● **Prompt A**
Answer these questions about the passage on analyzing all the datasets:
(i) From which page does the author get the list of Socrata portals?
(ii) Which portal is missing from that list and has to be added manually?
(iii) In which directory do the search results for data.colorado.gov go?

● **Passage given**
----
Analyze all the datasets

I downloaded the metadata files for all of the datasets across all of the Socrata data portals. Here I explain how I did that and present an summary of the sorts of data that we find in the portals.

Acquiring the data

I acquired the data the same way any ordinary person could have, except that I had substantial assistance from robot scripts. You can see the general workflow below.

A flow chart diagramming how the program works

Listing the portals

First, I get a list of Socrata portals from the Socrata status page. This page makes loads the portal names and descriptions from this JSON file. I download parse that file in portals.py. Most of the portal URLs are in the description fields, but this isn't always the case, so I used some heuristics to tidy that up.

#
# From portals.py
# 
if is_domain(portal['description']):
    domain = portal['description']
elif is_domain(portal['name']):
    domain = portal['name']
elif portal['name'] == 'Socrata':
    continue
else:
    warnings.warn('Could not find a valid domain for %s, skipping' % portal['name'])
    continue

domain = domain.replace('https://', '').replace('http://', '')

It turns out that the opendata.socrata.com portal isn't listed there, so I add that one manually.

Next, I create a directory for each data portal and start downloading and parsing data from each individual portal. Most of the portal-specific stuff is enclosed in the run_one.sh script.

Search for datasets

As far as I could tell, Socrata doesn't have a formal API for searching datasets, so I just searched with the ordinary web interface. In search.sh, I make a search for all datasets of all kinds, and then I keep going to the next page as long as there are results. I save all of the results in a searches directory inside of the portal data folder. For example, search results for data.colorado.gov go in data/data.colorado.gov/searches.
----
(Extracted records)
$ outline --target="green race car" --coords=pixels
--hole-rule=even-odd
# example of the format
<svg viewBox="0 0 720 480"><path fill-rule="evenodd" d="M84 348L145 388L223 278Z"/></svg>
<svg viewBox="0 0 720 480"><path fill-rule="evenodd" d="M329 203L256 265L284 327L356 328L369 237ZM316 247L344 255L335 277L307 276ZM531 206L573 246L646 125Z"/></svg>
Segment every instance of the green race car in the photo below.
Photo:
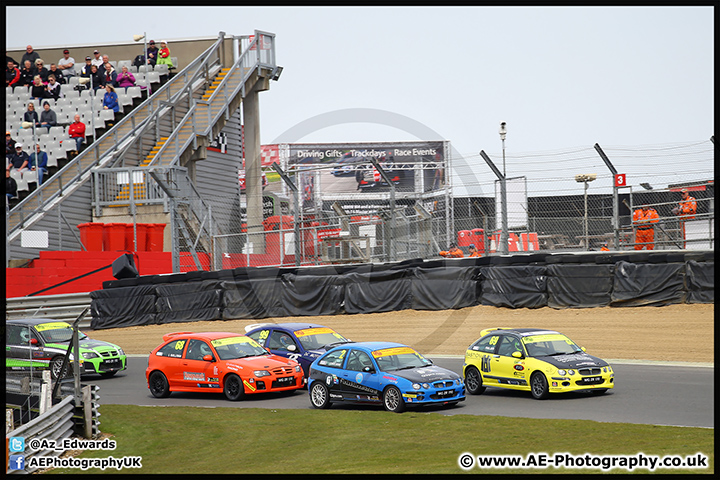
----
● **Prompt B**
Please return every line of the records above verbatim, without the pictures.

● **Final result A**
(i) The Socrata status page.
(ii) opendata.socrata.com.
(iii) data/data.colorado.gov/searches.

● **Final result B**
$ outline --target="green race car" --coords=pixels
--hole-rule=even-odd
# example of the format
<svg viewBox="0 0 720 480"><path fill-rule="evenodd" d="M84 348L145 388L223 278Z"/></svg>
<svg viewBox="0 0 720 480"><path fill-rule="evenodd" d="M329 203L256 265L284 327L356 328L369 237ZM316 247L344 255L335 277L307 276ZM531 206L573 246L646 125Z"/></svg>
Segment every instance of the green race car in the photo below.
Photo:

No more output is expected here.